Pull out every line of the records below that contains the word "roof", and copy each one unchanged.
'''
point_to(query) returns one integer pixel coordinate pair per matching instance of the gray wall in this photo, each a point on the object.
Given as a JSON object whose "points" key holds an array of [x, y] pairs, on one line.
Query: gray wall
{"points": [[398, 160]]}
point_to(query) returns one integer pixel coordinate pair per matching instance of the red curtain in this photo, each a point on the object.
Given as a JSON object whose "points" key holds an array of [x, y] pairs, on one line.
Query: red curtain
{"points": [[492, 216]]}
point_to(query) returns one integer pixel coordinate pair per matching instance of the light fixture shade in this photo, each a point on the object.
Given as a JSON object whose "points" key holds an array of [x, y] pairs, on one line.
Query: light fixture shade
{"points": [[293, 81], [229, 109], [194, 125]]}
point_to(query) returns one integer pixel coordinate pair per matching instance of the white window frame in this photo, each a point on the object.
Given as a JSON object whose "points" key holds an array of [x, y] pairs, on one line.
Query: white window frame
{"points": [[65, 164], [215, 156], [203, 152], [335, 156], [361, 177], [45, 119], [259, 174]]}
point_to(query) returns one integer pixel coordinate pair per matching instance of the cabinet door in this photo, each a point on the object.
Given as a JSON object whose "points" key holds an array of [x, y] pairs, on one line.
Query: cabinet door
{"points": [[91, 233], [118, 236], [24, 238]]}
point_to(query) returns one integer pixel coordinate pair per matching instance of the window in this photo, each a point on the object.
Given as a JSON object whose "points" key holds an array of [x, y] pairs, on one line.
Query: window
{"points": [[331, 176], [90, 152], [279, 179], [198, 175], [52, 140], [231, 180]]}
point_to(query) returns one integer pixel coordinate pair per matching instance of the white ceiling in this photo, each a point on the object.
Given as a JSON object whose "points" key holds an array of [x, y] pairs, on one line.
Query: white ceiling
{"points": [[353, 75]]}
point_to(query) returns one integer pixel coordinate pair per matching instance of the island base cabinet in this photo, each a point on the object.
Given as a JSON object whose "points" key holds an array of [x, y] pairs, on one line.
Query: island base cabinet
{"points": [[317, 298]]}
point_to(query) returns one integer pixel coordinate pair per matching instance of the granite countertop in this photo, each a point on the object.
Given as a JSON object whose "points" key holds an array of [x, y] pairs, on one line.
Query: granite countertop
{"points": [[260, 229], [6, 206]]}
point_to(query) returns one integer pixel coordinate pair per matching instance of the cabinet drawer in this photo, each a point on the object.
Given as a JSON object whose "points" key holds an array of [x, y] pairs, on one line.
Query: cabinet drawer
'''
'''
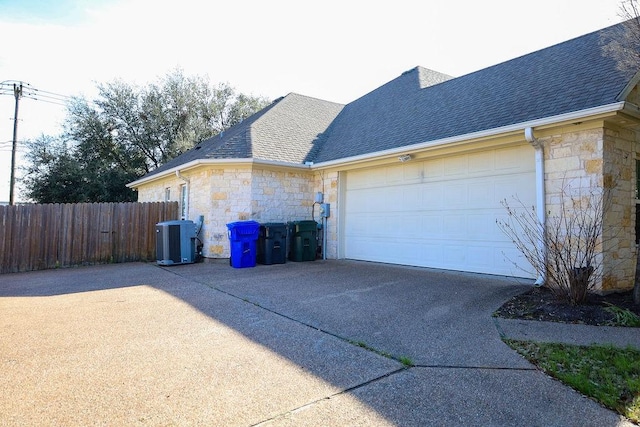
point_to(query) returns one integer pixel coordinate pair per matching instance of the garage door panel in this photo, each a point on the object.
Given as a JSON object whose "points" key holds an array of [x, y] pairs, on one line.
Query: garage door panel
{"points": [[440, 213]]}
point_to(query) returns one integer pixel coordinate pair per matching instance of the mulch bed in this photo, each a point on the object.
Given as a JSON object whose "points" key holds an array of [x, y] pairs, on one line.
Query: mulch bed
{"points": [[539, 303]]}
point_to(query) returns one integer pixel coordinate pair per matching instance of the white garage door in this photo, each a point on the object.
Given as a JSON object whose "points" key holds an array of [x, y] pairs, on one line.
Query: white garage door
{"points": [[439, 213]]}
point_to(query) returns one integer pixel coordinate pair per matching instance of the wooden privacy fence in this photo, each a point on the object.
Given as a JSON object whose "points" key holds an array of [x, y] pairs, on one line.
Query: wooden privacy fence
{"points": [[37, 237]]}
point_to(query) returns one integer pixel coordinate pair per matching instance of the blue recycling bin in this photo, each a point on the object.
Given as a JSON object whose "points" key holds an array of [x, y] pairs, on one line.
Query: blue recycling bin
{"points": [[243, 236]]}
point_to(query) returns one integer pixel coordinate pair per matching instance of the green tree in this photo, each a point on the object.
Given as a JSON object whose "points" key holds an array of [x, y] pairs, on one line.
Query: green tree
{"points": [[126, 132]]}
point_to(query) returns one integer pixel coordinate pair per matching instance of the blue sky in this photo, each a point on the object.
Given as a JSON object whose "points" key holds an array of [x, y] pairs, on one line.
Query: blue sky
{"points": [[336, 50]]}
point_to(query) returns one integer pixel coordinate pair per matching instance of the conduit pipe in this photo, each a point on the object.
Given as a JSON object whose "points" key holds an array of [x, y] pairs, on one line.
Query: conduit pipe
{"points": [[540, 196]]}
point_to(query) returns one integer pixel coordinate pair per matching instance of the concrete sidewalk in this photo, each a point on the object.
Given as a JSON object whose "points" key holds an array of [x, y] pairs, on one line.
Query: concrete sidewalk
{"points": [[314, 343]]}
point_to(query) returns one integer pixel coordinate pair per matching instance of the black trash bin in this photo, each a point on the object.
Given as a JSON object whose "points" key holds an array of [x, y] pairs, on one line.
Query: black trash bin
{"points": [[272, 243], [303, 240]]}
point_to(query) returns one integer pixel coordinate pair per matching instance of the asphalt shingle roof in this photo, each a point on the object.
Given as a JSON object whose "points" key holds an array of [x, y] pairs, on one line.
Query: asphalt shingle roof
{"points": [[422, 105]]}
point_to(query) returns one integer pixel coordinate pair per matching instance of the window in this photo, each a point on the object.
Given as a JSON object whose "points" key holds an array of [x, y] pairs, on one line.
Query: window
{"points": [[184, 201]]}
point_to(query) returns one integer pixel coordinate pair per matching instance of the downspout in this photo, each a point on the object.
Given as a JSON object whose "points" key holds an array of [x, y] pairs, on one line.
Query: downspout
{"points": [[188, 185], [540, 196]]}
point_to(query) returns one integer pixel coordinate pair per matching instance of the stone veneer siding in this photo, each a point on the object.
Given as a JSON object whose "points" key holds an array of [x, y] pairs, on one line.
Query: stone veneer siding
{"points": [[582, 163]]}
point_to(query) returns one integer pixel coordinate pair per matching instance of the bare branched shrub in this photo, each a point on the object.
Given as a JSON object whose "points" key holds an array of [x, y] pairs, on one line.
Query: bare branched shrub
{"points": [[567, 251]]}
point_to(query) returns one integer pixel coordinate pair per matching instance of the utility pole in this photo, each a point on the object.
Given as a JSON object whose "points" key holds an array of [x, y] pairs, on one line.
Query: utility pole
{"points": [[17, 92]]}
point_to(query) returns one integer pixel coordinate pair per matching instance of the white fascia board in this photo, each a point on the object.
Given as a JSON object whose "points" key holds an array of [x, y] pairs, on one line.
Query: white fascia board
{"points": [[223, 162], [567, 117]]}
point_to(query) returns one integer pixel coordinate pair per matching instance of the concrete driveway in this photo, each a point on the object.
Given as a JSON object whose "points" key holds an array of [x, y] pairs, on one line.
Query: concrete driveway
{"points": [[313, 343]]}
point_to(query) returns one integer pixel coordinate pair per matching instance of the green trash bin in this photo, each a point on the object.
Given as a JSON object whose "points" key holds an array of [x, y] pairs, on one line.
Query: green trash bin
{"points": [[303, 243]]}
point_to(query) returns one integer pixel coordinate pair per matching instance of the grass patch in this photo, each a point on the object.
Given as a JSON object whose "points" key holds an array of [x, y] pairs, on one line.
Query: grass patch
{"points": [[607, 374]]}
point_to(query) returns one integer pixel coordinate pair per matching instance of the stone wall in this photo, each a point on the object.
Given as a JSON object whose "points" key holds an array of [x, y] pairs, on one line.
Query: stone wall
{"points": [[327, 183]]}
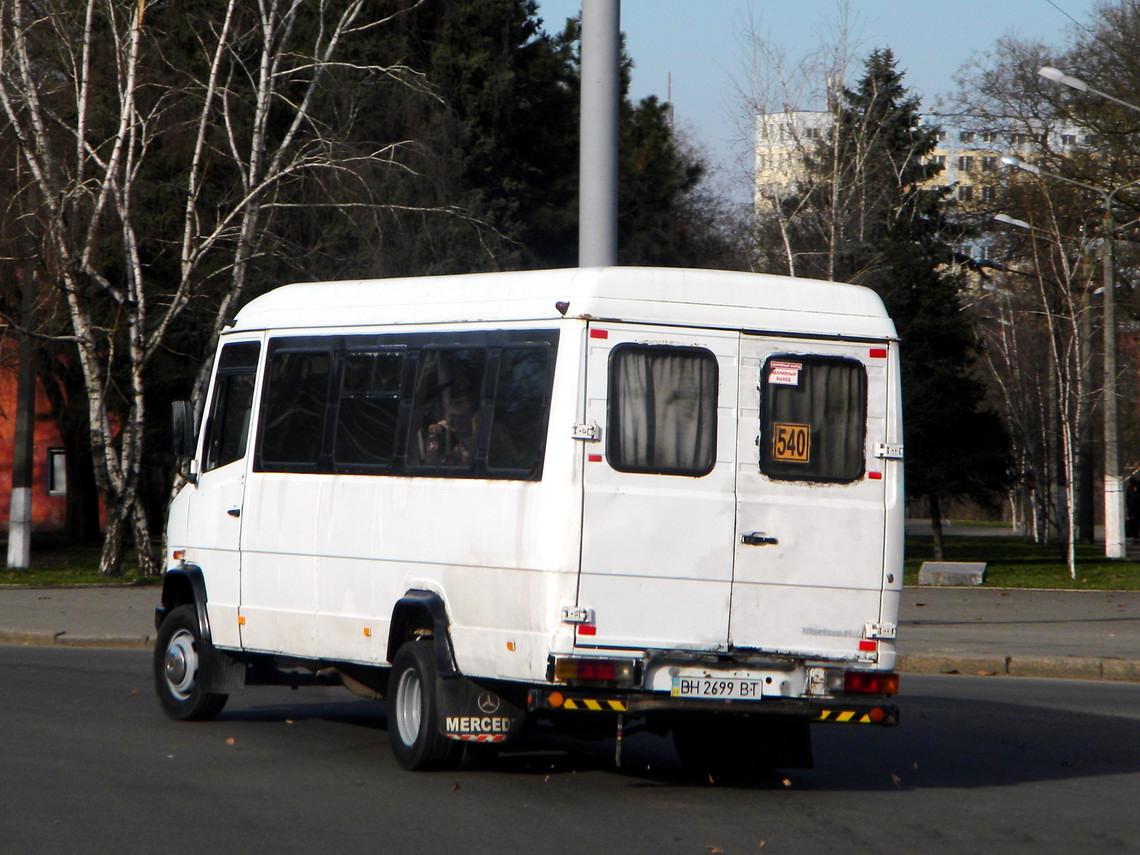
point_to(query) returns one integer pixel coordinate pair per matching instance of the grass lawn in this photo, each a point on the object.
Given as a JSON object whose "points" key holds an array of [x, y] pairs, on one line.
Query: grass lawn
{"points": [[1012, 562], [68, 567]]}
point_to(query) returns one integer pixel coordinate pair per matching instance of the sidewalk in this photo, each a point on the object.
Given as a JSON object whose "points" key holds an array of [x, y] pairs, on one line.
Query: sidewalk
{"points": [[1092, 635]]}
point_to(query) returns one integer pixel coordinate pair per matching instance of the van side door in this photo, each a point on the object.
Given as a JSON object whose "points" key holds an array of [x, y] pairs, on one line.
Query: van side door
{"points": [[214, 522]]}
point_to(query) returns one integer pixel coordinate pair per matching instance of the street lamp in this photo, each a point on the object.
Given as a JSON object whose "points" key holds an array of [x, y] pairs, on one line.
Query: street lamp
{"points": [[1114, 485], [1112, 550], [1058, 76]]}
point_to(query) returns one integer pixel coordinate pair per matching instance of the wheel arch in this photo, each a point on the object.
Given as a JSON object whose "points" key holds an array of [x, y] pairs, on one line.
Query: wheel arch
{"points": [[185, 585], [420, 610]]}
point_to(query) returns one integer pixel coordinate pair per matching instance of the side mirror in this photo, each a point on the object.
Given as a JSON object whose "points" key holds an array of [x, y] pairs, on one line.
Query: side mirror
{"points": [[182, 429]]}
'''
| Finished exercise |
point_to(query) returns one integer pixel coordinate pair per matching instance of the asphalt shingle roof in this photo, each a point on the object.
Query: asphalt shingle roof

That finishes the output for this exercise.